**What you need to do**:
Quote, word for word, everything in the parallel chords thread below, from "Unfortunately, I could" down to "circles. Thus $BC=BD'$.".

Through two given points on a circle, construct two parallel chords with a given sum. The problem is from Kiselev's Geometry exercise 317.

Through two given points on a circle, construct two parallel chords with a given sum.

Here is what I have tried so far:
Mark the two points by $A$ and $C$ respectively. If we have constructed such two chords and marked the two other points by $B$ and $D$, the quadrilateral $ABCD$ is an isosceles trapezoid where $AC$ is a diagonal and (without loss of generality) $AB$ and $CD$ are parallel. The midline of the bases measures half of the given sum, and it passes through the midpoint of the diagonal $AC$.
Unfortunately, I could not progress any further from here; I think I should utilize the fact that the 4 points are concyclic and $ABCD$ is an isosceles trapezoid, but I could not find usage of the fact.
Any help would be much appreciated.
 A: Consider the picture:

Let $A$ and $B$ be the two points, and $AC$ and $BD$ be the desired chords; let $AC+BD=a$. Assume first that the situation is like on the picture, i.e. $C$ and $D$ are on the same side with respect to $AB$. Consider central symmetry with respect to $S$, $\mathcal S_S$, where $S$ is the midpoint of $AB$; so $\mathcal S_S(A)=B$ and $\mathcal S_S(B)=A$. Let $\mathcal S_S(C)=C'$ and $\mathcal S_S(D)=D'$. Then $AD'=BD$ and $AD'\parallel BD$, so $A$, $D'$ and $C$ are colinear and $CD'=a$. Also $\angle BCA=\angle BD'A=:\alpha$ as these are inscribed angles over $AB$ in congruent circles. Thus $BC=BD'$.

**Data records**:
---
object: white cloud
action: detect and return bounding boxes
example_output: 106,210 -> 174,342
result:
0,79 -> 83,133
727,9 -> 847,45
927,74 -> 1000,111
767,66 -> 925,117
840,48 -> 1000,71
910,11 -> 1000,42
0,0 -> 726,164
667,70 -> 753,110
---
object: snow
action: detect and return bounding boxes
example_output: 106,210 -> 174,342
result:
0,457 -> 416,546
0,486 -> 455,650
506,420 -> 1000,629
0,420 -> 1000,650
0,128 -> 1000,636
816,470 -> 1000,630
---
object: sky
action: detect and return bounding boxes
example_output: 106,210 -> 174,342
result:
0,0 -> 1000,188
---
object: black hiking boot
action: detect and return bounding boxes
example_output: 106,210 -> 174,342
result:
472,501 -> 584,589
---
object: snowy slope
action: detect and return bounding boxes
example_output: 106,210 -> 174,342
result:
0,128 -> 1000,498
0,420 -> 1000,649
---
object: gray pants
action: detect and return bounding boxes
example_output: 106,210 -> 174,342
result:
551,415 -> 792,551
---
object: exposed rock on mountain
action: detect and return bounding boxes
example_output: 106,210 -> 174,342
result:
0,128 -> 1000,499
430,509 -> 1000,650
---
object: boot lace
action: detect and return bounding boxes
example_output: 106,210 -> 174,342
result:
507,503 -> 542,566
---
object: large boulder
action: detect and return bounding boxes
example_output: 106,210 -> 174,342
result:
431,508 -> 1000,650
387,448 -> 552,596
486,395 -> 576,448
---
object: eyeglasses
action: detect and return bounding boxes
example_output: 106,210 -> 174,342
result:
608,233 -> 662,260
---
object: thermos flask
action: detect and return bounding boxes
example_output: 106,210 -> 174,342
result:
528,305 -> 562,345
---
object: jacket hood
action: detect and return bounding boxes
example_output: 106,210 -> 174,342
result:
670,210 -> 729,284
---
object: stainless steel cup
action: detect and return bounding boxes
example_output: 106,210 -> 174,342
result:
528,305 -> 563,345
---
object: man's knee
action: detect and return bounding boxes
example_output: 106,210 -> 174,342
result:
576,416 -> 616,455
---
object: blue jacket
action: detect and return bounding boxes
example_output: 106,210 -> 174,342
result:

**Solution for this exercise**:
Unfortunately, I could not progress any further from here; I think I should utilize the fact that the 4 points are concyclic and $ABCD$ is an isosceles trapezoid, but I could not find usage of the fact.
Any help would be much appreciated.
 A: Consider the picture:

Let $A$ and $B$ be the two points, and $AC$ and $BD$ be the desired chords; let $AC+BD=a$. Assume first that the situation is like on the picture, i.e. $C$ and $D$ are on the same side with respect to $AB$. Consider central symmetry with respect to $S$, $\mathcal S_S$, where $S$ is the midpoint of $AB$; so $\mathcal S_S(A)=B$ and $\mathcal S_S(B)=A$. Let $\mathcal S_S(C)=C'$ and $\mathcal S_S(D)=D'$. Then $AD'=BD$ and $AD'\parallel BD$, so $A$, $D'$ and $C$ are colinear and $CD'=a$. Also $\angle BCA=\angle BD'A=:\alpha$ as these are inscribed angles over $AB$ in congruent circles. Thus $BC=BD'$.